With pictures left out, set down every record word for word.

Material for this exercise: Begin

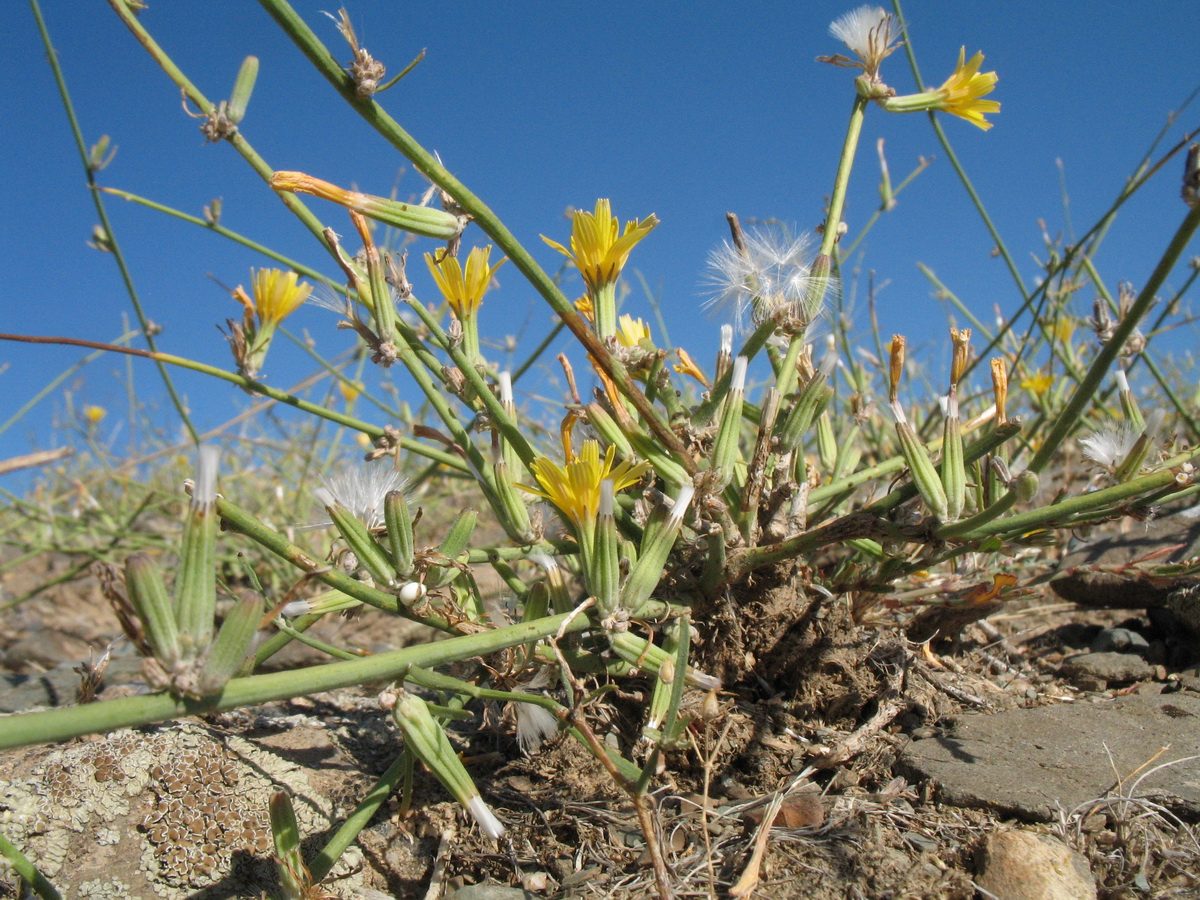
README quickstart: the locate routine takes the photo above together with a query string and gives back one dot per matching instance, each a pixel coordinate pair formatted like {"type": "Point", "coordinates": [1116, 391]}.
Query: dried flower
{"type": "Point", "coordinates": [1110, 444]}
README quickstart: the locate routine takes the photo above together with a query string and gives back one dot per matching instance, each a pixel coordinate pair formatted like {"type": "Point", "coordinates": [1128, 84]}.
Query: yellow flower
{"type": "Point", "coordinates": [598, 247]}
{"type": "Point", "coordinates": [1037, 384]}
{"type": "Point", "coordinates": [463, 291]}
{"type": "Point", "coordinates": [575, 486]}
{"type": "Point", "coordinates": [960, 95]}
{"type": "Point", "coordinates": [276, 294]}
{"type": "Point", "coordinates": [633, 331]}
{"type": "Point", "coordinates": [688, 366]}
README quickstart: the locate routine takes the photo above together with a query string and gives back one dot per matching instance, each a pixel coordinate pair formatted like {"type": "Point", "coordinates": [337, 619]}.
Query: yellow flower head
{"type": "Point", "coordinates": [960, 95]}
{"type": "Point", "coordinates": [463, 291]}
{"type": "Point", "coordinates": [1038, 383]}
{"type": "Point", "coordinates": [598, 247]}
{"type": "Point", "coordinates": [688, 366]}
{"type": "Point", "coordinates": [277, 294]}
{"type": "Point", "coordinates": [583, 306]}
{"type": "Point", "coordinates": [575, 485]}
{"type": "Point", "coordinates": [631, 331]}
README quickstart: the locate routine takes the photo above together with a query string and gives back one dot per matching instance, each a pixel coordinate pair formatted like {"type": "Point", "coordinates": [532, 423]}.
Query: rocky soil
{"type": "Point", "coordinates": [1050, 750]}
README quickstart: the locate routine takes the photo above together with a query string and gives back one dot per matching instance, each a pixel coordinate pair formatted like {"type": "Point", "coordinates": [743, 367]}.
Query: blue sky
{"type": "Point", "coordinates": [681, 109]}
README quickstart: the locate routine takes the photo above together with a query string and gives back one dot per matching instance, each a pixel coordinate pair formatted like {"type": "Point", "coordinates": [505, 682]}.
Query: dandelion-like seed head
{"type": "Point", "coordinates": [361, 490]}
{"type": "Point", "coordinates": [535, 724]}
{"type": "Point", "coordinates": [1110, 444]}
{"type": "Point", "coordinates": [771, 277]}
{"type": "Point", "coordinates": [870, 34]}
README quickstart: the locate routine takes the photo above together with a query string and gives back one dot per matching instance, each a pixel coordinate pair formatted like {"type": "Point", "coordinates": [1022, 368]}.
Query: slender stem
{"type": "Point", "coordinates": [1065, 510]}
{"type": "Point", "coordinates": [311, 46]}
{"type": "Point", "coordinates": [65, 723]}
{"type": "Point", "coordinates": [275, 394]}
{"type": "Point", "coordinates": [102, 213]}
{"type": "Point", "coordinates": [348, 832]}
{"type": "Point", "coordinates": [216, 228]}
{"type": "Point", "coordinates": [193, 94]}
{"type": "Point", "coordinates": [1099, 369]}
{"type": "Point", "coordinates": [841, 180]}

Material for this exercise: End

Solution to this problem:
README quickstart: the locate routine takes the photo above together with a query string and gives back one dot per matching instance, each a pixel coordinate pair formatted like {"type": "Point", "coordinates": [1116, 391]}.
Query: dried flower
{"type": "Point", "coordinates": [1110, 444]}
README quickstart: the locate routine takes the photo above together with a query string and gives back one dot per matching instance, each a pixel coordinate pair formatted like {"type": "Point", "coordinates": [1128, 84]}.
Query: yellow flower
{"type": "Point", "coordinates": [598, 247]}
{"type": "Point", "coordinates": [1037, 384]}
{"type": "Point", "coordinates": [463, 291]}
{"type": "Point", "coordinates": [575, 486]}
{"type": "Point", "coordinates": [960, 95]}
{"type": "Point", "coordinates": [276, 294]}
{"type": "Point", "coordinates": [633, 331]}
{"type": "Point", "coordinates": [688, 366]}
README quickstart: the locate routine takes the photo above together with a query string and gives back one dot per matching instance, each a pixel coordinate pair formatted like {"type": "Point", "coordinates": [337, 619]}.
Query: yellow flower head
{"type": "Point", "coordinates": [960, 95]}
{"type": "Point", "coordinates": [463, 291]}
{"type": "Point", "coordinates": [1038, 383]}
{"type": "Point", "coordinates": [598, 247]}
{"type": "Point", "coordinates": [688, 366]}
{"type": "Point", "coordinates": [277, 294]}
{"type": "Point", "coordinates": [583, 306]}
{"type": "Point", "coordinates": [575, 485]}
{"type": "Point", "coordinates": [631, 331]}
README quickstart: the locate routine takes the photo above together with a query string and gives back one dot per matching instance, each a pixel coordinate pair formatted like {"type": "Point", "coordinates": [532, 423]}.
Query: rocky soil
{"type": "Point", "coordinates": [1050, 750]}
README quickstart: the locate routine takes the photo above together with a query string and gives back one dot per matching instance, each a pixel coordinate pair formatted like {"type": "Point", "coordinates": [743, 367]}.
Query: blue sky
{"type": "Point", "coordinates": [681, 109]}
README quickstart: the locate routine takes the photo above together with a query string and gives back one dot per matching instance, each a pixel coordinate pair formatted like {"type": "Point", "coordinates": [505, 682]}.
Query: dandelion-like seed head
{"type": "Point", "coordinates": [361, 490]}
{"type": "Point", "coordinates": [535, 724]}
{"type": "Point", "coordinates": [1110, 444]}
{"type": "Point", "coordinates": [771, 277]}
{"type": "Point", "coordinates": [870, 34]}
README quickstart: the locate routine takes the photo above together with a query string and gives back one dot per matching instance, each a pixel coordinate pair formatted like {"type": "Point", "coordinates": [1022, 368]}.
Query: slender stem
{"type": "Point", "coordinates": [1065, 510]}
{"type": "Point", "coordinates": [311, 46]}
{"type": "Point", "coordinates": [65, 723]}
{"type": "Point", "coordinates": [275, 394]}
{"type": "Point", "coordinates": [102, 213]}
{"type": "Point", "coordinates": [348, 832]}
{"type": "Point", "coordinates": [216, 228]}
{"type": "Point", "coordinates": [193, 94]}
{"type": "Point", "coordinates": [1099, 369]}
{"type": "Point", "coordinates": [841, 180]}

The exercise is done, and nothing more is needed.